> [TASK OBJECTIVE]: Begin at the line that holds "Identify one point on each instance of the white lamp" and retype every line through the end of the material, both included. Leave out the pictures.

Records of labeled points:
..............................

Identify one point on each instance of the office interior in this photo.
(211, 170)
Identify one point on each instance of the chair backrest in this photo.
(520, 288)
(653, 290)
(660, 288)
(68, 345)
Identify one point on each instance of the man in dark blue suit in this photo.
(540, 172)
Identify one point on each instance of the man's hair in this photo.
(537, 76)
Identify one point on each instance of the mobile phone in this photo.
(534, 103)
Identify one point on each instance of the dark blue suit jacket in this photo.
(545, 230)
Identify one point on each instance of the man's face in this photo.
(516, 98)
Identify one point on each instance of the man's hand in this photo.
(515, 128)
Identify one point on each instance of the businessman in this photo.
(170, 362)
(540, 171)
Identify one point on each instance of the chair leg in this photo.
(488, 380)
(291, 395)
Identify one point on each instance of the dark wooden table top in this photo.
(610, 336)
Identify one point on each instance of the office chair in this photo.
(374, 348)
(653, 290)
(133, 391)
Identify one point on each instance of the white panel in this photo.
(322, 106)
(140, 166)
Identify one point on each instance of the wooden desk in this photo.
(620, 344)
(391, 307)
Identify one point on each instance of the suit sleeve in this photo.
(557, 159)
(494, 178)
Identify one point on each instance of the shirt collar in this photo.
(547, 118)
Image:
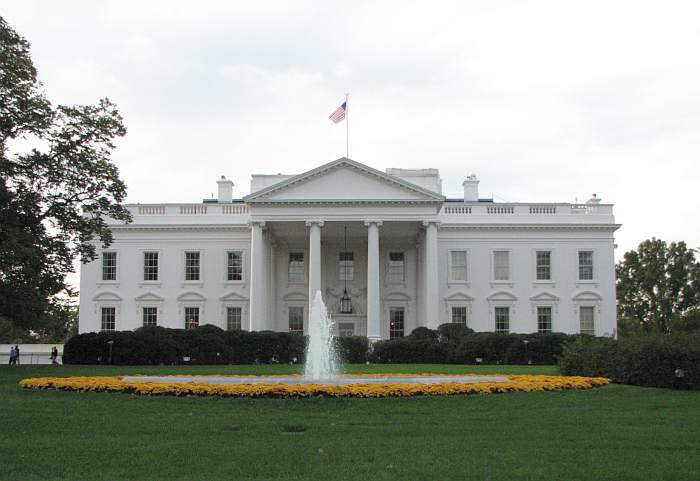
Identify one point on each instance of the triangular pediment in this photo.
(545, 296)
(149, 297)
(459, 296)
(233, 296)
(344, 180)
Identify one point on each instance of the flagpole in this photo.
(347, 127)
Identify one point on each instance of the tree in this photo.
(53, 197)
(657, 285)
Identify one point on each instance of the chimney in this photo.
(225, 190)
(594, 200)
(471, 189)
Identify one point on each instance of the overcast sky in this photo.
(546, 101)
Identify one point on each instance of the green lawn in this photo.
(610, 433)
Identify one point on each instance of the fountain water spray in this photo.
(321, 358)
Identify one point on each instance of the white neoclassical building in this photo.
(387, 250)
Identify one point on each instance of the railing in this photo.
(193, 209)
(151, 210)
(458, 210)
(486, 209)
(500, 210)
(543, 209)
(189, 210)
(234, 209)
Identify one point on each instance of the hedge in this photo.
(669, 361)
(204, 345)
(450, 343)
(457, 344)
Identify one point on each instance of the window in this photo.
(296, 267)
(544, 319)
(397, 267)
(109, 317)
(192, 270)
(585, 265)
(296, 320)
(458, 266)
(396, 322)
(234, 266)
(109, 266)
(150, 266)
(150, 316)
(587, 318)
(459, 314)
(502, 315)
(543, 265)
(501, 265)
(191, 317)
(346, 267)
(233, 318)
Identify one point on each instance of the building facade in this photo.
(387, 250)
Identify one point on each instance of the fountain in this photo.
(322, 364)
(321, 357)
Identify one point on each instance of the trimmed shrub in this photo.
(352, 349)
(643, 360)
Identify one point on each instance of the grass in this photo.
(616, 432)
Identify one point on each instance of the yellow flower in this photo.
(524, 383)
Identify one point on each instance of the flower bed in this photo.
(116, 383)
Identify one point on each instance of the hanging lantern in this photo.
(345, 302)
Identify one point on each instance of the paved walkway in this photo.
(300, 380)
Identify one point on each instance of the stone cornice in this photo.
(348, 202)
(533, 227)
(180, 227)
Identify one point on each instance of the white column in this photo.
(258, 277)
(432, 288)
(374, 319)
(314, 258)
(272, 285)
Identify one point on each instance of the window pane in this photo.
(544, 319)
(585, 265)
(544, 265)
(108, 318)
(191, 317)
(587, 318)
(234, 267)
(150, 266)
(109, 266)
(459, 315)
(150, 316)
(296, 267)
(396, 322)
(346, 268)
(233, 318)
(501, 266)
(458, 265)
(192, 266)
(502, 315)
(296, 320)
(396, 267)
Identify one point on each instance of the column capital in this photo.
(318, 222)
(259, 223)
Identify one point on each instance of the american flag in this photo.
(339, 114)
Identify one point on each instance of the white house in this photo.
(388, 251)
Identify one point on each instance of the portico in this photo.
(378, 263)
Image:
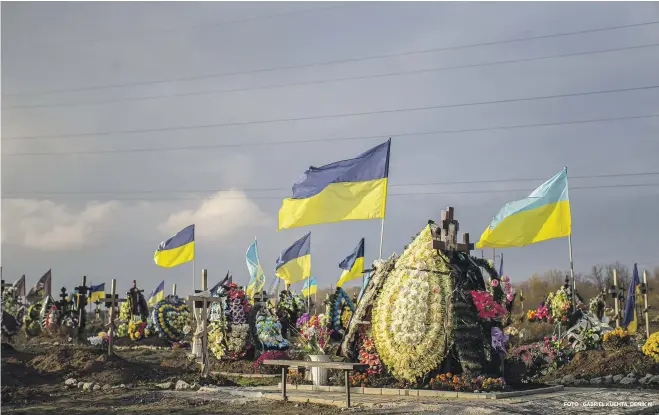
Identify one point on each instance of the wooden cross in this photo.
(448, 237)
(204, 301)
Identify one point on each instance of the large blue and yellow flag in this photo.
(158, 294)
(177, 249)
(310, 287)
(631, 321)
(344, 190)
(294, 264)
(544, 214)
(353, 265)
(97, 292)
(257, 277)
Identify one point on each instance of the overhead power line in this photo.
(323, 81)
(324, 63)
(402, 185)
(331, 116)
(171, 198)
(295, 142)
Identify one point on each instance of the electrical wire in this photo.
(329, 62)
(332, 116)
(322, 81)
(217, 193)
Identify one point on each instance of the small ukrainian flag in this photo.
(177, 249)
(97, 292)
(294, 264)
(158, 294)
(310, 287)
(353, 265)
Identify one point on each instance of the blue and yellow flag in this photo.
(353, 265)
(310, 287)
(294, 264)
(631, 321)
(257, 277)
(97, 292)
(544, 214)
(177, 249)
(344, 190)
(158, 294)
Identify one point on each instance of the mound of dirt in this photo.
(597, 363)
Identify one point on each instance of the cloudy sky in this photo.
(137, 119)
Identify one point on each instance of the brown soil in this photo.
(597, 363)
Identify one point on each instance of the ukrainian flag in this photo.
(631, 321)
(344, 190)
(544, 214)
(177, 249)
(158, 294)
(353, 265)
(294, 264)
(257, 277)
(306, 290)
(97, 292)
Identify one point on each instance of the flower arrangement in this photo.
(448, 381)
(651, 346)
(122, 330)
(409, 315)
(314, 336)
(340, 303)
(136, 331)
(269, 355)
(616, 339)
(124, 311)
(559, 304)
(268, 330)
(488, 309)
(169, 317)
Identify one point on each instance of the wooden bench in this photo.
(346, 367)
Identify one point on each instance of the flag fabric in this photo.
(501, 266)
(20, 286)
(364, 285)
(176, 250)
(158, 294)
(97, 292)
(353, 265)
(631, 321)
(310, 287)
(344, 190)
(41, 289)
(257, 277)
(294, 264)
(544, 214)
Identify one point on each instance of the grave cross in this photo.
(448, 235)
(204, 301)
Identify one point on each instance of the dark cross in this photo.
(448, 236)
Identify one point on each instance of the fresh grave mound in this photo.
(598, 363)
(93, 365)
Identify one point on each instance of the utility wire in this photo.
(329, 62)
(229, 190)
(332, 116)
(388, 194)
(264, 143)
(323, 81)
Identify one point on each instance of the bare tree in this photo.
(598, 277)
(623, 275)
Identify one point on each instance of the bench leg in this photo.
(347, 372)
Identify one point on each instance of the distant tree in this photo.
(598, 277)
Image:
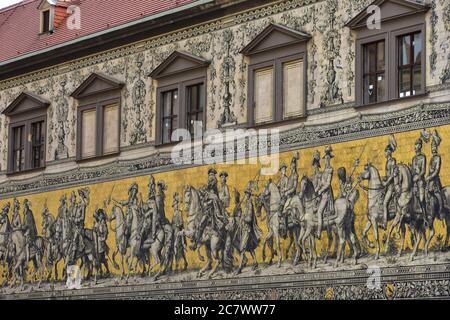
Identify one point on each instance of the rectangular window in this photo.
(111, 129)
(170, 114)
(195, 105)
(263, 96)
(374, 77)
(88, 133)
(293, 102)
(19, 149)
(37, 144)
(46, 21)
(410, 64)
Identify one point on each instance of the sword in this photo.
(357, 161)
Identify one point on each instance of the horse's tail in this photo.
(200, 257)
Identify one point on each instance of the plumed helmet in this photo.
(316, 158)
(392, 144)
(133, 186)
(329, 152)
(162, 184)
(223, 174)
(436, 139)
(249, 188)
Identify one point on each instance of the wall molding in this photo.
(404, 282)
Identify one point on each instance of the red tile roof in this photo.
(19, 23)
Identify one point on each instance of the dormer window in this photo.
(45, 21)
(27, 116)
(181, 95)
(389, 60)
(277, 75)
(98, 117)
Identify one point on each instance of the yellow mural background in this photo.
(239, 174)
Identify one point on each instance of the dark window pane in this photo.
(405, 50)
(46, 21)
(374, 76)
(37, 144)
(167, 104)
(381, 87)
(417, 80)
(202, 97)
(370, 89)
(371, 52)
(166, 131)
(417, 48)
(170, 112)
(18, 150)
(380, 56)
(405, 82)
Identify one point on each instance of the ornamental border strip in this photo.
(401, 277)
(355, 128)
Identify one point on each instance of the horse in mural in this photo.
(211, 239)
(121, 238)
(408, 208)
(269, 199)
(154, 247)
(340, 222)
(53, 249)
(18, 258)
(399, 211)
(87, 254)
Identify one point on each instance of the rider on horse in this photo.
(29, 227)
(214, 213)
(325, 191)
(101, 236)
(433, 180)
(178, 227)
(16, 222)
(388, 181)
(78, 219)
(291, 186)
(419, 163)
(224, 191)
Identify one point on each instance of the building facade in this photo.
(358, 90)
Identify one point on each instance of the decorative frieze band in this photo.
(416, 117)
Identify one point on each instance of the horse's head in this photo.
(187, 196)
(262, 198)
(366, 173)
(306, 188)
(259, 203)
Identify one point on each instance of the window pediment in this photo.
(26, 102)
(275, 36)
(389, 10)
(96, 83)
(178, 62)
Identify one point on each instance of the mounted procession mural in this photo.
(378, 201)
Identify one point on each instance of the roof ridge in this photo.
(15, 5)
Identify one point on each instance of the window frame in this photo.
(276, 62)
(390, 34)
(170, 84)
(99, 106)
(403, 32)
(26, 120)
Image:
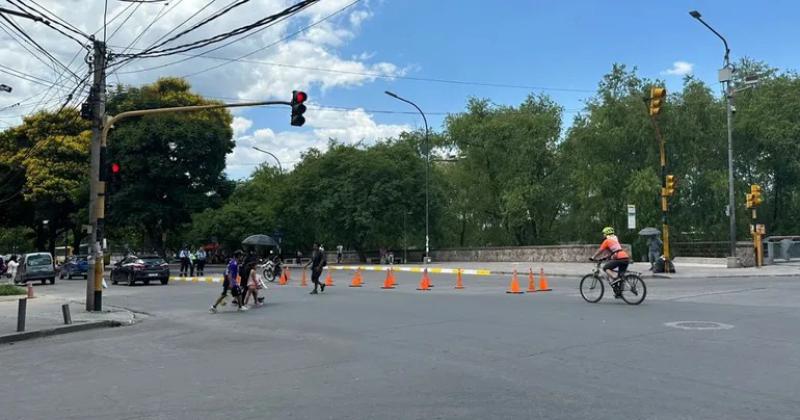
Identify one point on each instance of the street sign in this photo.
(631, 216)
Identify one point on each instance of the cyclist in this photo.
(618, 258)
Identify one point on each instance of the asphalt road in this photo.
(369, 353)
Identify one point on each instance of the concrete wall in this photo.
(548, 253)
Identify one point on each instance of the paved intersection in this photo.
(372, 353)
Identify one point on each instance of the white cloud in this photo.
(317, 47)
(347, 126)
(679, 68)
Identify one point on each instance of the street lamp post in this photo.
(280, 167)
(725, 77)
(427, 171)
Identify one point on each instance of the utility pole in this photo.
(97, 99)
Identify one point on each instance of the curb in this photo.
(29, 335)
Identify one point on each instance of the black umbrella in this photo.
(648, 231)
(259, 240)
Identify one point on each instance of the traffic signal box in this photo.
(754, 200)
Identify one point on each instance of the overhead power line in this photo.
(267, 21)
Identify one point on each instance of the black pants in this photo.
(184, 266)
(315, 275)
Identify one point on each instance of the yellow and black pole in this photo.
(655, 102)
(753, 201)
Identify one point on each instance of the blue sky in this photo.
(565, 46)
(569, 44)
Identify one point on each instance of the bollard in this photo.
(21, 310)
(65, 312)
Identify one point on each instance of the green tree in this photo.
(172, 164)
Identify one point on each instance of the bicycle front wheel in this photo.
(633, 289)
(592, 288)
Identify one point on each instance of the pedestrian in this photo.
(183, 255)
(230, 282)
(12, 267)
(192, 263)
(247, 266)
(252, 286)
(200, 257)
(654, 244)
(318, 262)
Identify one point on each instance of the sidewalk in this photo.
(686, 270)
(44, 317)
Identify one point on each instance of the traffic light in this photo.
(669, 188)
(298, 97)
(755, 193)
(657, 98)
(114, 174)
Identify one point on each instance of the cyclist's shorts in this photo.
(620, 265)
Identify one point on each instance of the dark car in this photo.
(74, 267)
(142, 269)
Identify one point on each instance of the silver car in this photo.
(36, 266)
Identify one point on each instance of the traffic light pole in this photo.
(664, 203)
(94, 282)
(101, 125)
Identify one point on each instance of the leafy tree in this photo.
(172, 163)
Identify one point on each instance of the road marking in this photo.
(472, 272)
(698, 325)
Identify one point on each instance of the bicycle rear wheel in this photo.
(633, 289)
(592, 288)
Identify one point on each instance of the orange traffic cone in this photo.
(329, 280)
(543, 287)
(513, 287)
(531, 282)
(459, 280)
(356, 279)
(388, 283)
(425, 282)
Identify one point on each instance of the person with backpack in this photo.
(318, 262)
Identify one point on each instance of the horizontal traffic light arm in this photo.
(141, 112)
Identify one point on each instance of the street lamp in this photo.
(269, 153)
(427, 170)
(725, 77)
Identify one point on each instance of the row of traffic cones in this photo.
(425, 282)
(514, 288)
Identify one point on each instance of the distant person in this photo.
(230, 282)
(200, 257)
(654, 244)
(12, 266)
(318, 262)
(183, 255)
(192, 262)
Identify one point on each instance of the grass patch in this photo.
(11, 290)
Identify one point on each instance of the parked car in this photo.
(142, 269)
(36, 266)
(75, 266)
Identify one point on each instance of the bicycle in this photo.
(633, 290)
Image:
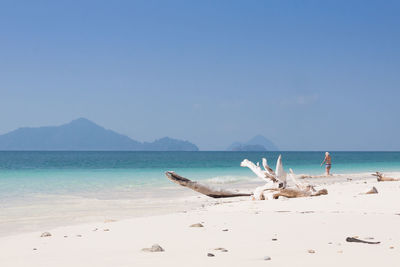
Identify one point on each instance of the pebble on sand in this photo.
(154, 248)
(221, 249)
(45, 234)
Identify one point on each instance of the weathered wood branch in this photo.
(201, 188)
(381, 178)
(276, 182)
(294, 193)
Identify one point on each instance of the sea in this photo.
(44, 189)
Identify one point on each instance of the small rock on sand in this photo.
(154, 248)
(45, 234)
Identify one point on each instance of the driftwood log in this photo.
(201, 188)
(381, 178)
(294, 193)
(356, 240)
(276, 183)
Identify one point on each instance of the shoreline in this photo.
(75, 210)
(320, 224)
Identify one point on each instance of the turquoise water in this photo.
(41, 190)
(91, 173)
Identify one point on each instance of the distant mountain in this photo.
(82, 134)
(257, 143)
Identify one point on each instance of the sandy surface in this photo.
(284, 230)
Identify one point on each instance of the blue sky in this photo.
(309, 75)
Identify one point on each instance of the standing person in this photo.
(328, 163)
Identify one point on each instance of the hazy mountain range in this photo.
(82, 134)
(257, 143)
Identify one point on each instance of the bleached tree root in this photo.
(381, 178)
(203, 189)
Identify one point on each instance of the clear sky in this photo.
(308, 75)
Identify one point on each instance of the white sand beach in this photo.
(308, 231)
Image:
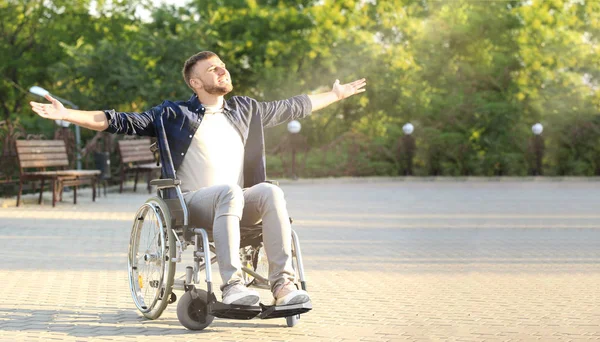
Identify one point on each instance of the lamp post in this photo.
(43, 92)
(538, 147)
(408, 147)
(294, 128)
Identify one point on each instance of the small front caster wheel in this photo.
(192, 310)
(292, 320)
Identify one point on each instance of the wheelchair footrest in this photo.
(221, 310)
(272, 311)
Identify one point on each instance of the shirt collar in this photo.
(197, 106)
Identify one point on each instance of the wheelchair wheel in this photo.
(151, 249)
(292, 320)
(191, 310)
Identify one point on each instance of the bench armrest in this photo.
(165, 183)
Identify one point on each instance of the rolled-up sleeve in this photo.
(132, 123)
(276, 112)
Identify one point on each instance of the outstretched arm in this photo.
(338, 92)
(95, 120)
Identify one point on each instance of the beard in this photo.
(219, 90)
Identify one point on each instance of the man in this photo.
(217, 148)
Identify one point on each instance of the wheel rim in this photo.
(197, 312)
(147, 257)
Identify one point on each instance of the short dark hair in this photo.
(188, 66)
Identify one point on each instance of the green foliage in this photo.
(472, 76)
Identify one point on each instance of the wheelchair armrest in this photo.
(165, 183)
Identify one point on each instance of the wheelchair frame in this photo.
(197, 308)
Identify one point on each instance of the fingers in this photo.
(49, 98)
(40, 108)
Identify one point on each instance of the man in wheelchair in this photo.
(217, 150)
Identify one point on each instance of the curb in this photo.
(12, 201)
(348, 180)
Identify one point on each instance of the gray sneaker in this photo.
(239, 294)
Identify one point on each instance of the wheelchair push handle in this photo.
(165, 183)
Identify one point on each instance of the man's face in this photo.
(212, 76)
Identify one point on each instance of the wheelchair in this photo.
(159, 237)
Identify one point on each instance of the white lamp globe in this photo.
(408, 128)
(537, 129)
(62, 123)
(294, 126)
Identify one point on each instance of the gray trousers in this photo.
(220, 208)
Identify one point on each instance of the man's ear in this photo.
(195, 83)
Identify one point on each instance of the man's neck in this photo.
(210, 100)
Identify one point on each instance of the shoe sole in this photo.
(298, 299)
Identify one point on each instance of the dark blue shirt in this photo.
(181, 120)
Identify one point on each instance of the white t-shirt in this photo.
(215, 156)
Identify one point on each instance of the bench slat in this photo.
(41, 143)
(130, 148)
(44, 163)
(140, 157)
(42, 149)
(41, 157)
(135, 142)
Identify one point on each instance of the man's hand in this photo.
(53, 110)
(346, 90)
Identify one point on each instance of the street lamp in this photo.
(43, 92)
(538, 147)
(294, 128)
(537, 129)
(408, 128)
(407, 150)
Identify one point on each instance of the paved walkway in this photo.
(385, 260)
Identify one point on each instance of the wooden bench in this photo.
(137, 158)
(36, 157)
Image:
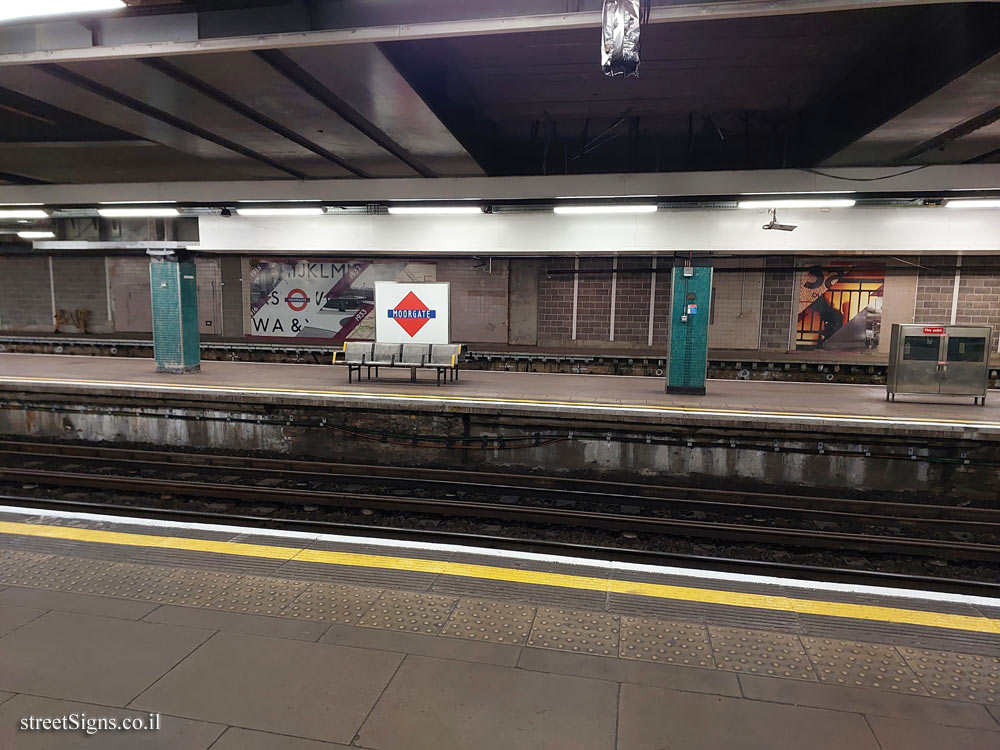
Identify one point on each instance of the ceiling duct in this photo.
(621, 21)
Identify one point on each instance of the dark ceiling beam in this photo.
(431, 81)
(356, 21)
(57, 71)
(938, 46)
(296, 75)
(969, 126)
(20, 179)
(234, 104)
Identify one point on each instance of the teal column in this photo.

..............................

> [RESULT FOR THIS TASK]:
Identify one point on each instance of the white lamp globe in this photo.
(408, 128)
(537, 129)
(62, 123)
(294, 126)
Identify one point on each instance of the gray trousers in this photo.
(220, 208)
Identify one point on each instance of the man's ear in this photo.
(195, 83)
Identify one point on each instance of the man's neck in this photo.
(210, 100)
Identify one point on each instance of the shoe sole in this photo.
(298, 299)
Identify one point on each instance of the dark blue shirt in this photo.
(181, 120)
Identify one point on each instance of the white t-shirt in this photo.
(215, 156)
Identify one point on each instance of the bench slat in this photo.
(41, 143)
(130, 148)
(44, 163)
(140, 157)
(42, 149)
(41, 157)
(135, 142)
Identify one point on each instance of the man's hand in this photo.
(53, 110)
(346, 90)
Identify one point on each instance of the street lamp in this photo.
(43, 92)
(538, 147)
(294, 128)
(537, 129)
(408, 128)
(407, 150)
Identify one point on each instance of the paved walkway in this photo.
(385, 260)
Identify one point on each instance of the wooden bench in this photo.
(137, 158)
(36, 157)
Image:
Identify one point on each instance of the ceiling duct in this photo.
(621, 21)
Identify one point on each instance of the dark ceiling beam in this photo.
(431, 81)
(356, 21)
(57, 71)
(938, 46)
(296, 75)
(969, 126)
(20, 179)
(234, 104)
Identify one point on each instance of the teal column in this photo.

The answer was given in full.